__GIVEN TASK__.
Reproduce every line from the one containing "Point to the red" through the end of the records, requests included, multiplying each answer coordinate by 0.85 and rounding it to a whole number, with halves rounded up. Leave the numbers in the requests and their format samples as they are.

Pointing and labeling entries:
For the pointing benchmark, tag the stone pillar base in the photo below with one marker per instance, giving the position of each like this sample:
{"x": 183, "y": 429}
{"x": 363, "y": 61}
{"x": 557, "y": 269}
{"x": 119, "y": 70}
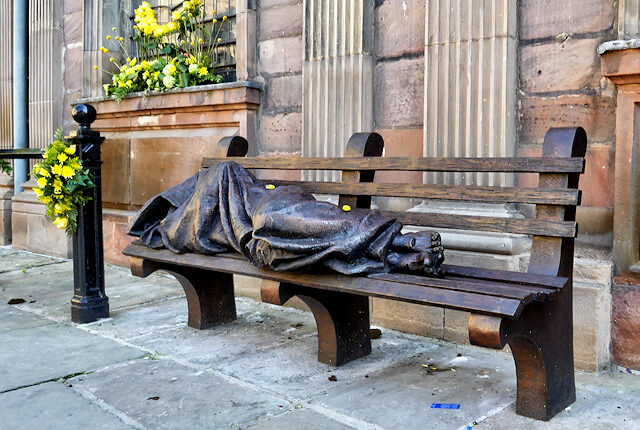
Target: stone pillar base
{"x": 6, "y": 194}
{"x": 32, "y": 230}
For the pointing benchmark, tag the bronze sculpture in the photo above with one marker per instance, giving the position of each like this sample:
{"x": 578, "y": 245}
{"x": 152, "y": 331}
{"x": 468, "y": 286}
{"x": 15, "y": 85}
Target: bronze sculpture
{"x": 226, "y": 208}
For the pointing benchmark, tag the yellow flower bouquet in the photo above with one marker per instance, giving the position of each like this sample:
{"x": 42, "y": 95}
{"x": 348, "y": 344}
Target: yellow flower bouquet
{"x": 62, "y": 182}
{"x": 178, "y": 54}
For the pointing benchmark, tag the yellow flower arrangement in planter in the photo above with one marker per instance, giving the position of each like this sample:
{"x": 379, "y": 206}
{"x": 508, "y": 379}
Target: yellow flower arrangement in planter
{"x": 177, "y": 54}
{"x": 62, "y": 182}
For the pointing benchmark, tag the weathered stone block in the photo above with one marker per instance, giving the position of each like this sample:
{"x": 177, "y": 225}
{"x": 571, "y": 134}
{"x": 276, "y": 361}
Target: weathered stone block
{"x": 71, "y": 6}
{"x": 264, "y": 4}
{"x": 73, "y": 69}
{"x": 280, "y": 21}
{"x": 625, "y": 331}
{"x": 277, "y": 56}
{"x": 408, "y": 317}
{"x": 597, "y": 115}
{"x": 591, "y": 325}
{"x": 6, "y": 194}
{"x": 281, "y": 133}
{"x": 597, "y": 181}
{"x": 114, "y": 226}
{"x": 73, "y": 27}
{"x": 570, "y": 65}
{"x": 160, "y": 163}
{"x": 401, "y": 142}
{"x": 539, "y": 19}
{"x": 284, "y": 92}
{"x": 399, "y": 90}
{"x": 116, "y": 171}
{"x": 399, "y": 28}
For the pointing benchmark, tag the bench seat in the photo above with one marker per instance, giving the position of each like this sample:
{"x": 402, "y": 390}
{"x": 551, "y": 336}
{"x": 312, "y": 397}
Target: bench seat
{"x": 530, "y": 311}
{"x": 478, "y": 292}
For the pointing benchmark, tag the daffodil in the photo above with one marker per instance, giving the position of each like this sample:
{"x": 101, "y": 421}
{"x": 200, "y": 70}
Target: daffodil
{"x": 56, "y": 169}
{"x": 169, "y": 81}
{"x": 68, "y": 172}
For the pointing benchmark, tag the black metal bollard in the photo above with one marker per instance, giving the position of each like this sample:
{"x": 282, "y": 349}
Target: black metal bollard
{"x": 89, "y": 301}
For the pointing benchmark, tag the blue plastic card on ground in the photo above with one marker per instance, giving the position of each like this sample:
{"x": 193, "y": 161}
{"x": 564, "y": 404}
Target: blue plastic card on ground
{"x": 445, "y": 406}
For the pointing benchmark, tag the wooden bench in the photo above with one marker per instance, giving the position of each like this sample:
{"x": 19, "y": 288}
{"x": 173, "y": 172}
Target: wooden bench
{"x": 532, "y": 311}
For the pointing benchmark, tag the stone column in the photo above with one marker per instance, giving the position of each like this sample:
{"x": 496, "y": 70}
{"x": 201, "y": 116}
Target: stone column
{"x": 621, "y": 64}
{"x": 100, "y": 16}
{"x": 337, "y": 77}
{"x": 246, "y": 40}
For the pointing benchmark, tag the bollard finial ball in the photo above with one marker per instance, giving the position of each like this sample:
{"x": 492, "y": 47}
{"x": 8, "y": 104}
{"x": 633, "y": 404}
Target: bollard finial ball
{"x": 84, "y": 114}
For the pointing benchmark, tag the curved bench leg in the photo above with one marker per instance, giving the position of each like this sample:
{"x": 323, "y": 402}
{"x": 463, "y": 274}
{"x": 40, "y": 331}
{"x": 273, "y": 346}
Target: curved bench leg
{"x": 210, "y": 296}
{"x": 342, "y": 319}
{"x": 542, "y": 348}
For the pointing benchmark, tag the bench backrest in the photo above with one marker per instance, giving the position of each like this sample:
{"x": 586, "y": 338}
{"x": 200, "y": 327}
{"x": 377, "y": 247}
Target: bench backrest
{"x": 556, "y": 196}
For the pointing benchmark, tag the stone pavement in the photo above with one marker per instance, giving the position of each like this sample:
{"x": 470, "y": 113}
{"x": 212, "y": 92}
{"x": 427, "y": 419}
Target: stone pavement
{"x": 145, "y": 368}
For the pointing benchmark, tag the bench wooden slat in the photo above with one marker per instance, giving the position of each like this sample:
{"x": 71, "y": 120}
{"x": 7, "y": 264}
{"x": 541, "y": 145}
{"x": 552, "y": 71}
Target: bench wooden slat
{"x": 525, "y": 293}
{"x": 555, "y": 282}
{"x": 444, "y": 192}
{"x": 494, "y": 224}
{"x": 459, "y": 300}
{"x": 508, "y": 165}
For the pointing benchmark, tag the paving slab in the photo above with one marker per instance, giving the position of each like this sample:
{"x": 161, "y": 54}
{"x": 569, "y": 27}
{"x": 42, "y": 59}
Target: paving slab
{"x": 53, "y": 406}
{"x": 161, "y": 394}
{"x": 301, "y": 419}
{"x": 50, "y": 351}
{"x": 604, "y": 402}
{"x": 163, "y": 326}
{"x": 13, "y": 260}
{"x": 401, "y": 396}
{"x": 15, "y": 319}
{"x": 258, "y": 327}
{"x": 293, "y": 369}
{"x": 48, "y": 289}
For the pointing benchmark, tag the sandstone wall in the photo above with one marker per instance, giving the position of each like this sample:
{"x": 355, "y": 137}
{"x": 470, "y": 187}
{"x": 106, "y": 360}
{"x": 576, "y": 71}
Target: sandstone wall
{"x": 561, "y": 85}
{"x": 279, "y": 52}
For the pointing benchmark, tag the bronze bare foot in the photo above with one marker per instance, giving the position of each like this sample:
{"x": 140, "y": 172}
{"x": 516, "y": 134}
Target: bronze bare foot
{"x": 419, "y": 252}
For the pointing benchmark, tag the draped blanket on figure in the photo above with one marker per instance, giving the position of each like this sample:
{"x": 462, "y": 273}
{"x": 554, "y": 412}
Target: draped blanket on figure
{"x": 226, "y": 208}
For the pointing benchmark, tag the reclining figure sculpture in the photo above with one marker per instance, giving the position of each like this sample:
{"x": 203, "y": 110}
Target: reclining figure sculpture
{"x": 226, "y": 208}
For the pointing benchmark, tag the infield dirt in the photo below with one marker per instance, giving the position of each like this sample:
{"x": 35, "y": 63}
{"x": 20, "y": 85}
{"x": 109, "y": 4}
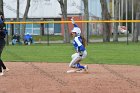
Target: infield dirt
{"x": 44, "y": 77}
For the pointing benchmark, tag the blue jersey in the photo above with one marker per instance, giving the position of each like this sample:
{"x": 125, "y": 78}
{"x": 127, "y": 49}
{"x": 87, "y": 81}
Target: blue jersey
{"x": 77, "y": 43}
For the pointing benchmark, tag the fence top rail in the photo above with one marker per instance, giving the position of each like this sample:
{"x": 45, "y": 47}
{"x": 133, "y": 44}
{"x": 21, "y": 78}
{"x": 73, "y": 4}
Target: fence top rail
{"x": 90, "y": 21}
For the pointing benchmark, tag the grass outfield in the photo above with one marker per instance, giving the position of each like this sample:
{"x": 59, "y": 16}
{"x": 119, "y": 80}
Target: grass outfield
{"x": 98, "y": 53}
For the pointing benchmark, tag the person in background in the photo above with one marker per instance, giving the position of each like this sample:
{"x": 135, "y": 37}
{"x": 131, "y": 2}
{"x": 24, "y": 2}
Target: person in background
{"x": 3, "y": 33}
{"x": 16, "y": 39}
{"x": 28, "y": 39}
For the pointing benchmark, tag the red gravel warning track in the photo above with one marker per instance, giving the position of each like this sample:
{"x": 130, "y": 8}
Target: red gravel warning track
{"x": 52, "y": 78}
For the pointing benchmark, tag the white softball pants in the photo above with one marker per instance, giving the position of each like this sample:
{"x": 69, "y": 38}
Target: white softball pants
{"x": 76, "y": 57}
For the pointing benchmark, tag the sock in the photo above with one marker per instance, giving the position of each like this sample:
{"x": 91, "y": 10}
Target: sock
{"x": 79, "y": 66}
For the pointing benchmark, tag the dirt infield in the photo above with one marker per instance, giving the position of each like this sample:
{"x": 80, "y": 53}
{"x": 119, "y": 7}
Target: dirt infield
{"x": 52, "y": 78}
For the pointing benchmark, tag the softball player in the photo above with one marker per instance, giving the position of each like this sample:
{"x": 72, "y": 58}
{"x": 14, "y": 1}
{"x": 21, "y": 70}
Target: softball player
{"x": 79, "y": 45}
{"x": 3, "y": 32}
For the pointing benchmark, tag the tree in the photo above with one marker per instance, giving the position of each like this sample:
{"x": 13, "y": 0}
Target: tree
{"x": 25, "y": 16}
{"x": 116, "y": 17}
{"x": 63, "y": 5}
{"x": 1, "y": 5}
{"x": 137, "y": 25}
{"x": 86, "y": 17}
{"x": 105, "y": 16}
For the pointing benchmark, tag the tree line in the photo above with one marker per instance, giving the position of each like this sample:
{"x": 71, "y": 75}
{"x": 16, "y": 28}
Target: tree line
{"x": 105, "y": 16}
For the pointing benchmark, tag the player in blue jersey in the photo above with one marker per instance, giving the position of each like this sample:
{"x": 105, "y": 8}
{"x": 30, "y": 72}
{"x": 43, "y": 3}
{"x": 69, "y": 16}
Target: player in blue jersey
{"x": 3, "y": 33}
{"x": 80, "y": 51}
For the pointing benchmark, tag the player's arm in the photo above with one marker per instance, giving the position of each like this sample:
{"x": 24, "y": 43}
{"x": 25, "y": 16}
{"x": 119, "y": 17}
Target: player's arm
{"x": 73, "y": 22}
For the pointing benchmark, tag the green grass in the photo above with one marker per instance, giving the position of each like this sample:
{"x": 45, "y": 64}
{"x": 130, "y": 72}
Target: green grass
{"x": 98, "y": 53}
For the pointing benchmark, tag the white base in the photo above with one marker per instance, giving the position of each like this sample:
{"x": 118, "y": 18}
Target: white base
{"x": 75, "y": 71}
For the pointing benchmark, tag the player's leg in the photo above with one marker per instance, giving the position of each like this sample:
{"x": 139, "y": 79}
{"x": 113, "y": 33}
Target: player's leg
{"x": 75, "y": 59}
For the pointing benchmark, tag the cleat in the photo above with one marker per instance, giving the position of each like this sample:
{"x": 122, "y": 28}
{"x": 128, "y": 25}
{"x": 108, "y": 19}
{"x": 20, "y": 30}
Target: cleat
{"x": 6, "y": 70}
{"x": 86, "y": 68}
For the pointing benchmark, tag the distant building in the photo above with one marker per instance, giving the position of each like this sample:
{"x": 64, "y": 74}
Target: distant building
{"x": 48, "y": 10}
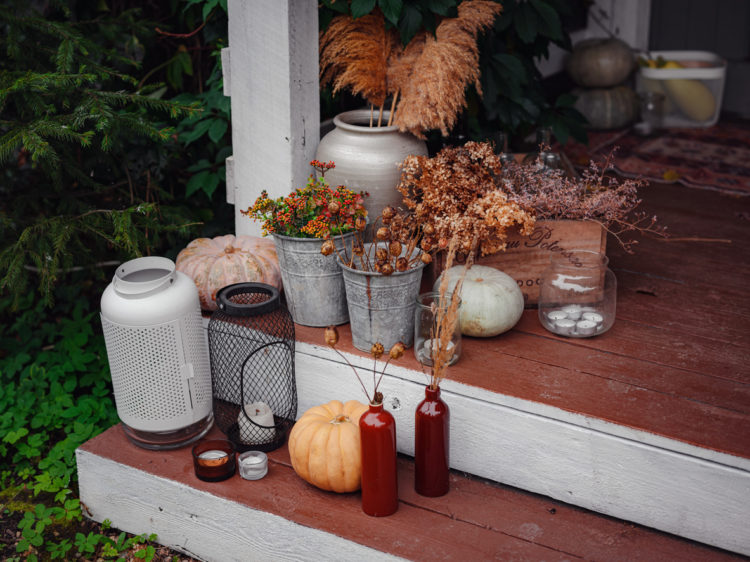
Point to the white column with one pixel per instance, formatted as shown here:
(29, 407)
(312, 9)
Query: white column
(273, 78)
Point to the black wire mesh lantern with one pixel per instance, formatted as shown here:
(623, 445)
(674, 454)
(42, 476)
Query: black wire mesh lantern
(251, 345)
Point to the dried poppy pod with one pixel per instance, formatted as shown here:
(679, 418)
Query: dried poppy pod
(383, 233)
(397, 351)
(327, 248)
(331, 336)
(381, 254)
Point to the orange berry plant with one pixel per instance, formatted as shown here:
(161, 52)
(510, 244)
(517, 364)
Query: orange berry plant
(314, 211)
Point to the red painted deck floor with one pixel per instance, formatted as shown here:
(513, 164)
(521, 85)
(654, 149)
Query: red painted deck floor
(677, 360)
(674, 364)
(476, 520)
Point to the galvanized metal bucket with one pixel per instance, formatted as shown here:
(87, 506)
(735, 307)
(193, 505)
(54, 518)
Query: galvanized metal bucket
(381, 308)
(313, 284)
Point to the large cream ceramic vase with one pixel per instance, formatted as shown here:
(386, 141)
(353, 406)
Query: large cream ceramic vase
(367, 158)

__ANSWER TO THIS EXERCISE__.
Point to the red painted deck floor with one pixel per instance, formatted as shown here:
(513, 164)
(521, 85)
(654, 149)
Query: red painted deck floor
(575, 306)
(573, 309)
(405, 442)
Point to the galvanized metal bucket with one pixel per instance, formatted as shown here:
(87, 506)
(735, 307)
(193, 505)
(54, 518)
Query: galvanized metal bucket
(324, 262)
(266, 241)
Point to the large cream ceramic vase with one pixel per instance, formatted as shown here:
(386, 141)
(353, 406)
Query: large cream ceramic vase
(312, 134)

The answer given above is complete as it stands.